_REQUIRED TASK_
Rewrite the data below as a Markdown table with the columns Row and Line, numbering each non-blank line in order and leaving out blank lines.

_RECORDS PROVIDED_
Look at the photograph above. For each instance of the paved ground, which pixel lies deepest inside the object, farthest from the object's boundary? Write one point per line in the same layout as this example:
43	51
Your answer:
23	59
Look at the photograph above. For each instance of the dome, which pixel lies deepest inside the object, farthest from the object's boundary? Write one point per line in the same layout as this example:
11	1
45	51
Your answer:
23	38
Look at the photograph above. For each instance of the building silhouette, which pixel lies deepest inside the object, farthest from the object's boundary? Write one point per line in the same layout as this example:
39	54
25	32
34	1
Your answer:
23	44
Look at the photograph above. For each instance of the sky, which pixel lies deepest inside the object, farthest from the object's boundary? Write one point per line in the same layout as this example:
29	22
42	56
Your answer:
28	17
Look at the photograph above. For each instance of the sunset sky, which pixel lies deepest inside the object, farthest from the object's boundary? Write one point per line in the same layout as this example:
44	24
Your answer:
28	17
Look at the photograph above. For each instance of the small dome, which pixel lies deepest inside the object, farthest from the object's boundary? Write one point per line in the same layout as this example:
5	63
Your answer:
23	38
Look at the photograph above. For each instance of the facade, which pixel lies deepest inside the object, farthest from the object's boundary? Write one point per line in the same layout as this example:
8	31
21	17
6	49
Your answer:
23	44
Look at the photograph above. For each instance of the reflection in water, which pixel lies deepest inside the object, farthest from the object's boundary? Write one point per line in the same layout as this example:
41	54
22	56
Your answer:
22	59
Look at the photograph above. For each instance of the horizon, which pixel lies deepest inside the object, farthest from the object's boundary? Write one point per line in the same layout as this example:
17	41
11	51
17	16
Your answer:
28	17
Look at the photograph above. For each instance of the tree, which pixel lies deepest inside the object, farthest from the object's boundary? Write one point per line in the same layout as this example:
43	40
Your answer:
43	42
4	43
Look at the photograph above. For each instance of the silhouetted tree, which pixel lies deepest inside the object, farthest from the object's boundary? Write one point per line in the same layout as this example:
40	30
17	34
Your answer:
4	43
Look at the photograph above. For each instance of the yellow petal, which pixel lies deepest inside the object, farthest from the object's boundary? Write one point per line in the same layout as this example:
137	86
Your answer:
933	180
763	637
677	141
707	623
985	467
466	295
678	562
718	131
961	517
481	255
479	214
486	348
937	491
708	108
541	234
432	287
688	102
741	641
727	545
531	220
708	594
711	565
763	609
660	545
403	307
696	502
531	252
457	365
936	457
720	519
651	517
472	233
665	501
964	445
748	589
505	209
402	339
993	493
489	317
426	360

_EXERCISE RESPONSE_
| Row | Line |
|---|---|
| 1 | Look at the photograph above. For each instance of the paved ground, which pixel lies deepest inside the object, farthest from the object's boundary? Write one point per line in the same layout as this example: |
| 2 | 43	51 |
| 3 | Your answer: |
| 4 | 23	59 |
| 5 | Look at the photograph above. For each instance of the dome, which pixel lies deepest inside the object, farthest from the object's boundary? Write one point per line in the same layout as this example: |
| 6 | 11	1 |
| 7 | 45	51 |
| 8 | Your answer: |
| 9 | 23	38 |
| 10 | Look at the photograph above. For each instance of the building silhouette, which pixel lies deepest inside the object, farthest from the object's boundary? Write one point per line in the same layout as this example: |
| 11 | 39	54 |
| 12 | 25	32 |
| 13 | 34	1 |
| 14 | Your answer: |
| 15 | 23	44 |
| 16 | Look at the photograph above. For each instance of the sky, which pixel lies deepest inside the object, farthest from the object's boundary? Write one point per line in the same layout as this example: |
| 17 | 29	22 |
| 18 | 42	56 |
| 19 | Your answer: |
| 20 | 28	17 |
| 21 | Look at the photograph above. For each instance of the sunset sky, which pixel lies deepest inside the object, farthest from the object's boundary? Write one point per line in the same layout as this example: |
| 22 | 44	24 |
| 23 | Your answer: |
| 24 | 28	17 |
| 25 | Look at the photograph above. For each instance of the small dome, which pixel lies deepest inside the object, farthest from the object's boundary? Write one point per line in the same layout as this example: |
| 26 | 5	63 |
| 27 | Your answer: |
| 28 | 23	38 |
| 29 | Look at the photograph above. For each instance of the facade, which pixel lies deepest inside the object, farthest from the object's boundary? Write one point per line in the same layout as this example: |
| 30 | 8	31 |
| 31 | 21	17 |
| 32 | 6	49 |
| 33 | Your answer: |
| 34 | 23	44 |
| 35 | Look at the photograph above. For each instance of the reflection in water, which pixel lies deepest inside the object, farthest from the object's boundary? Write one point per line in the same layout as this example: |
| 36 | 41	54 |
| 37 | 22	56 |
| 38 | Your answer: |
| 39 | 22	59 |
| 40 | Look at the photograph above. For each instance of the horizon, which pixel lies deepest inside the object, farthest from the object's boundary? Write one point per line in the same layout as this example: |
| 41 | 17	41 |
| 42 | 11	51 |
| 43 | 17	16 |
| 44 | Your answer: |
| 45 | 28	17 |
| 46 | Look at the photograph above. For each instance of the tree, which pixel lies deepest inside the object, farthest from the object's boundary? Write one point per line in the same layout as this example: |
| 47 | 43	40 |
| 48 | Your answer: |
| 49 | 43	42 |
| 50 | 4	43 |
| 51 | Look at the photograph above. For each instance of the silhouetted tree, which pixel lies deepest inside the object, farthest from the object's boundary? Write one point per line in the same layout as this example: |
| 52 | 40	30 |
| 53 | 17	34 |
| 54 | Your answer: |
| 55 | 4	43 |
| 56 | Look at the photograph above. For each instance of the yellow petal, which pixel lies deepest inside the object, farthest from the object's boundary? Write one point per line in the same layout as this example: |
| 57 | 137	86 |
| 58 | Your answer: |
| 59 | 933	180 |
| 60 | 763	637 |
| 61 | 677	141 |
| 62 | 707	623 |
| 63 | 985	467 |
| 64 | 466	295 |
| 65 | 678	562 |
| 66 | 718	131 |
| 67 | 961	517 |
| 68 | 481	255 |
| 69 | 479	214 |
| 70 | 486	348 |
| 71 | 937	491 |
| 72 | 708	108 |
| 73 | 541	234 |
| 74 | 432	287 |
| 75 | 688	102 |
| 76 | 741	641 |
| 77 | 727	545 |
| 78 | 531	220 |
| 79 | 708	594 |
| 80 | 711	565 |
| 81 | 763	609 |
| 82 | 660	545 |
| 83 | 403	307 |
| 84 | 696	502 |
| 85 | 531	252 |
| 86 | 457	365 |
| 87 | 936	457 |
| 88 | 720	519 |
| 89 | 651	517 |
| 90 | 472	233 |
| 91 | 665	501 |
| 92 | 964	445 |
| 93 | 748	589 |
| 94 | 505	209 |
| 95 | 402	339 |
| 96 | 993	493 |
| 97 | 489	317 |
| 98 | 426	360 |